Dataset entries:
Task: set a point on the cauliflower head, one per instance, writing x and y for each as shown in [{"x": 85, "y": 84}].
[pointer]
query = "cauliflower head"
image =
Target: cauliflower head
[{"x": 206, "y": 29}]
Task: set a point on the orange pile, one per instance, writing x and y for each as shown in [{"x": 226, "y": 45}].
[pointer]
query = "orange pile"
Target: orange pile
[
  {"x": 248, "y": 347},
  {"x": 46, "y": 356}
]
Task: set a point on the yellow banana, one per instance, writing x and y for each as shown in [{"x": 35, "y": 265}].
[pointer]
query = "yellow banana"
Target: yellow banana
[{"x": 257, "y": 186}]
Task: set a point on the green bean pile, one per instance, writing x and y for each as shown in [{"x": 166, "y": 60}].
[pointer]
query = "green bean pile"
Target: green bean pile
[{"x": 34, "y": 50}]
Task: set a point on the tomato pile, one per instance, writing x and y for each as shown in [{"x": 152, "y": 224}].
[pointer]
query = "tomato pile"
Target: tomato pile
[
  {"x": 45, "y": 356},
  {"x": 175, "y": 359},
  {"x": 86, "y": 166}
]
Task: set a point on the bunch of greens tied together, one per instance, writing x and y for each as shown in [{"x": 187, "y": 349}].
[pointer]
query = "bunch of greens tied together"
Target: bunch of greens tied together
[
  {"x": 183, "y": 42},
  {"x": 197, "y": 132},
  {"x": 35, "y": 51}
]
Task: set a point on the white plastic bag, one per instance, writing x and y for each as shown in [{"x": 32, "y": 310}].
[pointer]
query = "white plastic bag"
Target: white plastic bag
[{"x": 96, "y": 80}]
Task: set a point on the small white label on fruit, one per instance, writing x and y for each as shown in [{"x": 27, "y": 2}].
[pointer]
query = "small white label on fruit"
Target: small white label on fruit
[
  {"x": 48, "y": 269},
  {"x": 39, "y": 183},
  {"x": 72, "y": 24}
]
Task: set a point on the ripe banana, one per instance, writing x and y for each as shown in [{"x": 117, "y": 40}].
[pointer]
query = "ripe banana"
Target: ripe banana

- _GIVEN EXERCISE_:
Please rewrite all the records above, replacing "set a point on" with "place a marker on" everywhere and leaving everything else unchanged.

- _TASK OUTPUT_:
Task: place a marker on the cauliflower head, one per instance, writing x and y for each as shown in [{"x": 85, "y": 84}].
[pointer]
query = "cauliflower head"
image =
Target: cauliflower head
[{"x": 206, "y": 29}]
Task: place a marker on the orange pile, one per instance, writing x and y for each as shown in [{"x": 226, "y": 45}].
[pointer]
query = "orange pile"
Target: orange pile
[
  {"x": 248, "y": 347},
  {"x": 46, "y": 356}
]
Task: place a marker on the yellow banana, one per instance, writing x and y for each as shown in [{"x": 35, "y": 265}].
[pointer]
query = "yellow banana"
Target: yellow banana
[{"x": 257, "y": 186}]
Task: place a marker on the green bean pile, one per instance, writing x and y for each as shown in [{"x": 166, "y": 60}].
[pointer]
query = "green bean pile"
Target: green bean pile
[{"x": 34, "y": 50}]
Task: place a marker on the tomato pile, one per instance, writing x and y for each as shown in [{"x": 152, "y": 224}].
[pointer]
query = "tomato pile"
Target: tomato pile
[
  {"x": 45, "y": 356},
  {"x": 175, "y": 359},
  {"x": 86, "y": 166}
]
Task: place a marker on the bunch of greens tied together, one per instance, writing x and y for each as shown in [{"x": 187, "y": 349}].
[pointer]
query = "bunch of greens tied together"
Target: bunch of greens tied together
[
  {"x": 183, "y": 42},
  {"x": 197, "y": 132},
  {"x": 35, "y": 51}
]
Task: place a marker on the white plastic bag, one per instance, writing x and y for each as shown in [{"x": 32, "y": 310}].
[pointer]
query = "white plastic bag"
Target: white plastic bag
[{"x": 96, "y": 80}]
Task: place a marker on the small white label on fruit, one per instance, writing x and y for each as shown in [{"x": 27, "y": 2}].
[pointer]
query = "small white label on fruit"
Target: small white label on fruit
[
  {"x": 48, "y": 269},
  {"x": 39, "y": 183},
  {"x": 72, "y": 24}
]
Task: place a marker on the ripe banana, one per instance, writing x and y for each as shown in [{"x": 117, "y": 40}].
[pointer]
query = "ripe banana"
Target: ripe banana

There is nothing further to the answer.